Put every line of the records below into a JSON list of strings, one string per line, leaving out blank lines and the pictures.

─── EXERCISE INPUTS

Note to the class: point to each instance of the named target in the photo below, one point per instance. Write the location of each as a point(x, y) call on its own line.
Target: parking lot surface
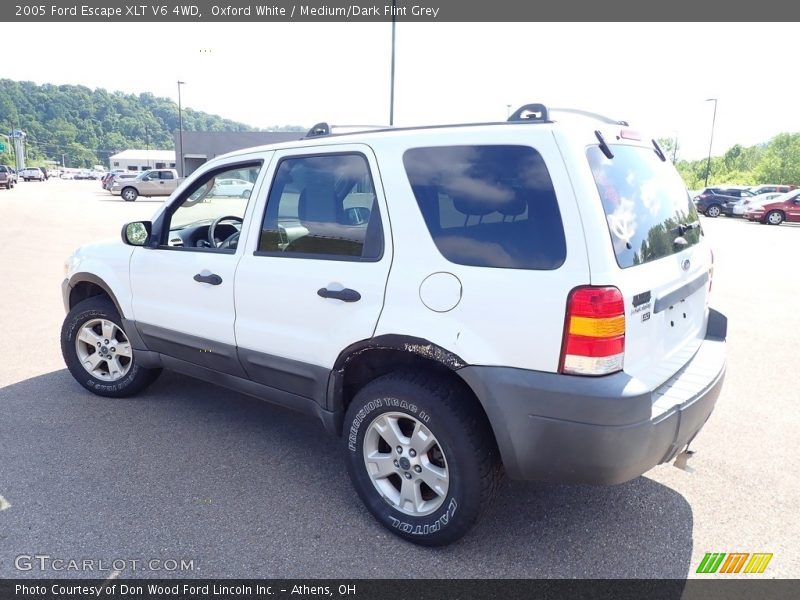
point(234, 487)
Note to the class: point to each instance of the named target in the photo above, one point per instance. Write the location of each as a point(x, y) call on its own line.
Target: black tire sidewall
point(460, 508)
point(77, 317)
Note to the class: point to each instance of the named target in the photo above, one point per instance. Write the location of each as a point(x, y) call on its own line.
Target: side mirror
point(137, 233)
point(356, 215)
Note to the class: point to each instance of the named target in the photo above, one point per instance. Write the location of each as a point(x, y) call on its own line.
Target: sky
point(655, 76)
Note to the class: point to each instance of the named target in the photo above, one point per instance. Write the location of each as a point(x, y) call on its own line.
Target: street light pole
point(391, 85)
point(180, 126)
point(675, 149)
point(711, 141)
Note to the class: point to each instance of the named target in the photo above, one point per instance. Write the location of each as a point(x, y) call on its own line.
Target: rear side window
point(488, 206)
point(323, 207)
point(648, 210)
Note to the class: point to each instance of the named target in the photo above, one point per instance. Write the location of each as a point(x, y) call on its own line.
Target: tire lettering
point(360, 416)
point(428, 528)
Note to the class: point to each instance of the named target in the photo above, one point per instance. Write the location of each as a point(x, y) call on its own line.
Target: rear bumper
point(601, 430)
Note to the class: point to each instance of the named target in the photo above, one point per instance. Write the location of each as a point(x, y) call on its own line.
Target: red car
point(776, 211)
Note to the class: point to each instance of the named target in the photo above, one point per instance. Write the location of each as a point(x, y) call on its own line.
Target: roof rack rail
point(323, 128)
point(318, 130)
point(586, 113)
point(531, 112)
point(539, 113)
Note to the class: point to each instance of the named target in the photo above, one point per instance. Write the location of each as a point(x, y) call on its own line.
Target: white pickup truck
point(155, 182)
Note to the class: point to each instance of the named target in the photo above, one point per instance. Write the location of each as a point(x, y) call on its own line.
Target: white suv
point(455, 301)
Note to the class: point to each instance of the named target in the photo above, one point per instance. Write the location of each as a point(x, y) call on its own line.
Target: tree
point(670, 147)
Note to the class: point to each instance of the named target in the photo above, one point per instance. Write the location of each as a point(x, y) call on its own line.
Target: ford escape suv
point(454, 302)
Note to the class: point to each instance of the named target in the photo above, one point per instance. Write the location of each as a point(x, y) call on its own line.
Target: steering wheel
point(212, 229)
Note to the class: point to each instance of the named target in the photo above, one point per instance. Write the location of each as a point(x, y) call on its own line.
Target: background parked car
point(32, 173)
point(716, 201)
point(119, 176)
point(770, 187)
point(785, 207)
point(740, 208)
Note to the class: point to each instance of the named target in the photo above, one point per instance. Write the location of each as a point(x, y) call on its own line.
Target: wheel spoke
point(92, 361)
point(422, 439)
point(411, 496)
point(109, 329)
point(89, 337)
point(115, 369)
point(435, 477)
point(380, 465)
point(389, 429)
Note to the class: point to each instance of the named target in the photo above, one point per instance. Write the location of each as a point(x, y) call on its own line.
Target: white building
point(142, 160)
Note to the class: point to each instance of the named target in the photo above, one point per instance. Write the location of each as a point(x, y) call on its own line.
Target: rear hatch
point(663, 265)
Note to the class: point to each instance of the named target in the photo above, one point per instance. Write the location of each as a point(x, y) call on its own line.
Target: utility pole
point(711, 141)
point(180, 128)
point(391, 85)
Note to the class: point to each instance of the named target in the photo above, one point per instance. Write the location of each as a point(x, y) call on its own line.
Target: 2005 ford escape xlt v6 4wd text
point(453, 302)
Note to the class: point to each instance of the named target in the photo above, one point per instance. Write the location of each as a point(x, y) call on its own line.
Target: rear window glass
point(648, 210)
point(488, 206)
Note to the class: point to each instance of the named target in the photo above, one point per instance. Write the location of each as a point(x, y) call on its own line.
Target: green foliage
point(777, 161)
point(670, 147)
point(87, 126)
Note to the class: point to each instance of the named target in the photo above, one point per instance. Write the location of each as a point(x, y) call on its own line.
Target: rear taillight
point(711, 272)
point(594, 332)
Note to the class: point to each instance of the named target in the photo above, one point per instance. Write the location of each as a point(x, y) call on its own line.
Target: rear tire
point(435, 465)
point(774, 217)
point(97, 351)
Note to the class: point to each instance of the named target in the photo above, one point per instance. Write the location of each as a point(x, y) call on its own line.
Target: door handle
point(345, 295)
point(211, 279)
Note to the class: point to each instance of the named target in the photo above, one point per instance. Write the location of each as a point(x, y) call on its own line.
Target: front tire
point(97, 351)
point(774, 217)
point(421, 456)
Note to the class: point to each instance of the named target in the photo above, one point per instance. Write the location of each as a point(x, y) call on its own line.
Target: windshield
point(648, 210)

──────

• **THE ANSWER**
[
  "Note to the class: point to each instance of the named target in the photo below, one point per instance. Write the location of each as a point(x, y) call on its own line.",
  "Target: parking lot surface",
  "point(234, 487)",
  "Note to the class: point to each instance of the named target in the photo above, one point per instance. Write the location of each as a point(x, y) call on its own line.",
  "Target: black tire sidewall",
  "point(460, 508)",
  "point(77, 317)",
  "Note to the class: point to each instance of the named target in the photo above, one point per instance. Write the location of each as a point(x, y) call on its own line.",
  "Target: side mirror",
  "point(137, 233)",
  "point(356, 215)",
  "Note to the class: point to each instance of the named target in the photo above, one point per instance. Write the location of each as a point(x, y) call on its own line.",
  "Target: sky",
  "point(655, 76)",
  "Note to the class: point to each instance of the named target in the photo above, one point per instance. Write the location of each as a point(x, y) call on its own line.",
  "Target: street light pole",
  "point(391, 85)",
  "point(180, 126)",
  "point(675, 149)",
  "point(711, 141)",
  "Note to the class: point to each instance of the named target in the photo above, one point per instance. Write the location of each as a point(x, y) call on its own line.",
  "Target: rear side window",
  "point(488, 206)",
  "point(323, 207)",
  "point(648, 210)",
  "Note to the class: point to each instance of the named target in the photo above, one point per instance. Write the location of each as a point(x, y) call on its own line.",
  "Target: tire lettering",
  "point(360, 416)",
  "point(428, 528)",
  "Note to the class: point to each instance of the named target in the photo above, one point per instance. Write the location of each as a point(x, y) call on its own line.",
  "Target: rear bumper",
  "point(601, 430)",
  "Note to the class: point to each instance of the named target in the photo above, one point per instance. Write the location of each as a point(x, y) call on its own line.",
  "Target: red car",
  "point(776, 211)",
  "Note to the class: point to each instance of the named target in the photo above, one point per instance. Write the location of each as a point(x, y) call on its own line.",
  "Target: roof rack rail",
  "point(323, 128)",
  "point(318, 130)",
  "point(586, 113)",
  "point(531, 112)",
  "point(539, 113)",
  "Note to the class: point to each instance of the named target in the photo above, one point per instance. Write the location of each as a point(x, y) call on its own line.",
  "Target: white pickup truck",
  "point(155, 182)",
  "Note to the class: point to each instance of the named target in the photo above, one point per instance. Write the location of each as a point(x, y) call on its own line.",
  "Target: white suv",
  "point(455, 301)",
  "Note to the class: point to each instance of the named target in the photo above, one point per instance. Write the location of each as a point(x, y) call on its own line.",
  "Target: tree",
  "point(670, 147)",
  "Note to the class: point to each instance of the named target in the photo above, one point per instance. Write the location of each as a point(x, y) call on its own line.",
  "Target: ford escape suv",
  "point(454, 302)",
  "Note to the class: point to each instance of the named target in the photo above, one point per instance. Write the location of each as a point(x, y) call on its own line.",
  "Target: steering wheel",
  "point(212, 229)",
  "Note to the class: point to each instance of the named target in the photo above, one point per instance. Write the location of each as a point(x, y) call on its own line.",
  "Target: background parked car",
  "point(32, 173)",
  "point(716, 201)",
  "point(119, 176)",
  "point(770, 187)",
  "point(785, 207)",
  "point(740, 208)",
  "Note to the class: point to each instance of the named target in the photo above, one point per instance. Write the location of each as a point(x, y) call on its own line.",
  "Target: wheel spoke",
  "point(92, 361)",
  "point(422, 439)",
  "point(411, 496)",
  "point(109, 329)",
  "point(89, 337)",
  "point(115, 369)",
  "point(435, 477)",
  "point(380, 465)",
  "point(389, 429)",
  "Note to the class: point to each instance of the named target in the photo above, one point per instance. Write the location of each as a point(x, y) call on its own line.",
  "Target: white building",
  "point(142, 160)",
  "Note to the class: point to each instance of the named target in the photo above, one point per instance. Write the location of each as a point(x, y) call on its own line.",
  "Target: rear hatch",
  "point(663, 265)",
  "Note to the class: point to each instance of the named target in the photo above, one point per instance. Write the location of each as a point(x, y) call on its own line.",
  "Target: utility pole",
  "point(711, 141)",
  "point(180, 128)",
  "point(391, 85)",
  "Note to the class: point to each instance of the named target in the photo above, one point per instance. Write the location of each as a point(x, y) call on its own line.",
  "Target: 2005 ford escape xlt v6 4wd text",
  "point(453, 302)",
  "Note to the class: point to each instance of the named target in the photo above, one point per instance. Write the location of each as a point(x, y) call on its own line.",
  "Target: rear window glass",
  "point(648, 210)",
  "point(488, 206)",
  "Note to the class: point to each instance of the named target in the photo above, one point per instance. Write the location of each as a point(x, y) call on its own line.",
  "Target: green foliage",
  "point(777, 161)",
  "point(670, 147)",
  "point(87, 126)",
  "Note to the class: point to each instance of the named target in the photo above, one point per instance. Write the location of each as a point(x, y) call on its own line.",
  "Target: rear taillight",
  "point(711, 272)",
  "point(594, 332)",
  "Note to the class: point to each instance of the named target in the photo above, one point per instance. Write the location of each as a point(x, y) call on its own line.",
  "Target: rear tire",
  "point(435, 465)",
  "point(774, 217)",
  "point(97, 351)",
  "Note to the class: point to each instance of the named target in the photo above, one point per instance. Write the location of each as a point(x, y) call on its own line.",
  "Target: door handle",
  "point(345, 295)",
  "point(211, 279)",
  "Note to the class: point to each instance of the named target in the photo above, one point per instance. Write the location of each as a point(x, y) call on its own line.",
  "Target: front tire",
  "point(97, 351)",
  "point(774, 217)",
  "point(421, 456)",
  "Note to the class: point to each instance of the named target in the photo above, one point per instance. Write the location of each as a point(x, y) call on its own line.",
  "Target: windshield",
  "point(648, 210)"
]